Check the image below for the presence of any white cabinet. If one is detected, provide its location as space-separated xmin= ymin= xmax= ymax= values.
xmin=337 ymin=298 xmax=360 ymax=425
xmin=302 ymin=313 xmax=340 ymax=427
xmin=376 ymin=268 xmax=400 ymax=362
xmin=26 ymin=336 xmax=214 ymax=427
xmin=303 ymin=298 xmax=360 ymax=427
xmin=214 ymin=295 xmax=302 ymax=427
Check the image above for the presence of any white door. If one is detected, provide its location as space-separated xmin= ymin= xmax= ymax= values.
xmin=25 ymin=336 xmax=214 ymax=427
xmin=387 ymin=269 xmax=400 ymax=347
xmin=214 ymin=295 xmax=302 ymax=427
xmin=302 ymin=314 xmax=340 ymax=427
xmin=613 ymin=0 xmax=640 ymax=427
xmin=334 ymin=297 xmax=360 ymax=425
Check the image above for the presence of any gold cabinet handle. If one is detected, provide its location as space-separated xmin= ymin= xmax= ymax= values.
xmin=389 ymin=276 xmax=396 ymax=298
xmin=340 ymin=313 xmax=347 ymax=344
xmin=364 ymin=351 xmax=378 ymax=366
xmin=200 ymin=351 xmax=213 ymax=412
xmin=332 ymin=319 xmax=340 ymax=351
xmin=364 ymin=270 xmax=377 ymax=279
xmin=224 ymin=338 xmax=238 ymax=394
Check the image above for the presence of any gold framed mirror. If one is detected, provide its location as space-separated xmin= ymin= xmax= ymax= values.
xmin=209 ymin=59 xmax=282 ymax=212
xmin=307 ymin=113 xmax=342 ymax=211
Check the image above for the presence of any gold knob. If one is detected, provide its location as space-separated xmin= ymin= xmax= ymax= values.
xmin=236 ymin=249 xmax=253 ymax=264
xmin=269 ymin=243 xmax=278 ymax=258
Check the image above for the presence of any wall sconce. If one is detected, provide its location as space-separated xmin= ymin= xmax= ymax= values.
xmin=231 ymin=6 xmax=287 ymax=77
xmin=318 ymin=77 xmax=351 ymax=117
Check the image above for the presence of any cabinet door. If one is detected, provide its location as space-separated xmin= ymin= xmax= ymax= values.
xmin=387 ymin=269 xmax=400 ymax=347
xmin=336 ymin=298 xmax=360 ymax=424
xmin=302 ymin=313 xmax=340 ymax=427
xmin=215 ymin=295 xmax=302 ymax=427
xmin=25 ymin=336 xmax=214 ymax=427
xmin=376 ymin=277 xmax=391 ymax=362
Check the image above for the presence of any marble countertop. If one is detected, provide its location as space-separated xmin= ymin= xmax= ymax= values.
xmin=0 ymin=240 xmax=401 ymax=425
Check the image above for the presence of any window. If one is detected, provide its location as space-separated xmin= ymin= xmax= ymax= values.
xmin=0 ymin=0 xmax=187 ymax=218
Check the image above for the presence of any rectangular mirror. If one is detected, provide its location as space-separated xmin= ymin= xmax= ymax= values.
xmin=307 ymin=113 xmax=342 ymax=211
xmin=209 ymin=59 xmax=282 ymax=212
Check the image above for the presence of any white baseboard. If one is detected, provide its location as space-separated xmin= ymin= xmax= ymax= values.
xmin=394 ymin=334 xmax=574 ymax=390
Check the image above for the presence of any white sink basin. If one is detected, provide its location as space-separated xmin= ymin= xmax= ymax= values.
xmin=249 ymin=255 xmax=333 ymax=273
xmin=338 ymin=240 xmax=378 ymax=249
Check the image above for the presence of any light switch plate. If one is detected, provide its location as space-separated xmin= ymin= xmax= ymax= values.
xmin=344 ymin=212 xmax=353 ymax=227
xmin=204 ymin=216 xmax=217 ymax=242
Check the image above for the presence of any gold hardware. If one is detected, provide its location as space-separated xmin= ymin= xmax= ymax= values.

····················

◆ CONSIGNE ◆
Compte les lignes ci-dessus où figure le mot « gold », et donne seulement ce nombre.

◆ CORRIGÉ ◆
4